— What you need to do —
Make an exact copy of all the records.

Dataset rows on where objects appear
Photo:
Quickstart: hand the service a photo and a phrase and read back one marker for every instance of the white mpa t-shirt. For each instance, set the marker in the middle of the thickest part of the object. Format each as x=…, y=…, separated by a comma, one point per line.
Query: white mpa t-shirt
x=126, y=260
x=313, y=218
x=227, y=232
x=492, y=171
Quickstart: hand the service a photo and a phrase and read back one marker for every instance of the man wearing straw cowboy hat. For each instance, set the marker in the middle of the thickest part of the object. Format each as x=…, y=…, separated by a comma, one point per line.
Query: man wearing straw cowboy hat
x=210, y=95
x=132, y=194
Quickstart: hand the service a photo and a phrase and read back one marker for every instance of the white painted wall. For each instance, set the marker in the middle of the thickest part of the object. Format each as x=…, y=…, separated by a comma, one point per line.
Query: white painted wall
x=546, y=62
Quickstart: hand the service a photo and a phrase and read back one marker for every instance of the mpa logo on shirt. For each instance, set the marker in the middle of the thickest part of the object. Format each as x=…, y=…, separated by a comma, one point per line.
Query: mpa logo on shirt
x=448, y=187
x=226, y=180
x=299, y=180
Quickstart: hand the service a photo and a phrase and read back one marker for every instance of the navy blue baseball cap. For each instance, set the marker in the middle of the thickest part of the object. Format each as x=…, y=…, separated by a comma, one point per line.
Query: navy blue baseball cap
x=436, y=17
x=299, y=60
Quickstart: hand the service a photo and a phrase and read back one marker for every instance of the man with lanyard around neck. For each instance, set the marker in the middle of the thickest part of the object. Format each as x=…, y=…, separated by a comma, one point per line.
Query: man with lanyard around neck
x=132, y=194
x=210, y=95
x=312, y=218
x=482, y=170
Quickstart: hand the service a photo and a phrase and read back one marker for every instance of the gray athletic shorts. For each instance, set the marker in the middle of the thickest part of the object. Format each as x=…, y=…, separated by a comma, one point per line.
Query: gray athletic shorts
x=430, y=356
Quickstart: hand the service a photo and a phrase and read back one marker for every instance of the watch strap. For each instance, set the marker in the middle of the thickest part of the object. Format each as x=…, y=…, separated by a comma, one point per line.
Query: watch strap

— Final answer —
Photo:
Quickstart: hand the service a photo and a phrase and read back one marker for every instance of the white mpa t-shirt. For each instance, set the marker in the middle of the thickest part of the object. Format each as x=…, y=…, separated by a comma, one point per line.
Query: white mpa t-shirt
x=126, y=260
x=313, y=218
x=227, y=232
x=492, y=171
Quickstart: hand the service a photo and a phrase and read back one marker for every instance of the man wearing straw cowboy hat. For each instance, set the marker in the middle of the thickest part of the object. Format each as x=…, y=…, separated by a comma, one point per line.
Query: man wearing straw cowboy hat
x=210, y=95
x=132, y=194
Quickstart: hand the service a photo and a phrase and read back one marker for every instance of the white painted wall. For each instance, set the marker in the middle of the thickest part of the object. Format each as x=…, y=…, separated by a comma, one point per line.
Query: white painted wall
x=546, y=62
Quickstart: hand the service a photo and a phrase and read back one marker for every instance of the mpa logo on shirt. For each instance, set the marker in the middle of the thickest part of the object. Format each as x=…, y=…, separated by a comma, one point per line.
Query: mpa logo on shirt
x=448, y=187
x=226, y=180
x=299, y=180
Quickstart: hand the service a photo and a phrase and read back one marker for every instance of the navy blue baseball cap. For each instance, set the marker in the middle of the thickest part of the object. Format each as x=…, y=…, separated by a comma, one point per line.
Query: navy blue baseball cap
x=436, y=17
x=299, y=60
Quickstart: hand the service a photo and a phrase and read back one marker for every instance of the man with lanyard around neck. For each instance, set the marker in the middle of the thickest part of the object. Format each as x=…, y=…, separated by a comma, one point per line.
Query: man with lanyard around neck
x=132, y=194
x=210, y=95
x=312, y=218
x=482, y=170
Quickstart: hand the service a photo and a phrase and read back one marker for every instance of the gray athletic shorts. For each instance, set the marker in the middle of the thickest part of the object. Format each as x=…, y=…, separated by a comma, one point per line.
Query: gray athletic shorts
x=430, y=356
Quickstart: hand the service a photo and a phrase and read back one marker for every instance of the watch strap. For each instance, set the marker in the middle of the thickest part of the object. Format each as x=…, y=…, separated by a comma, one point per line.
Query: watch strap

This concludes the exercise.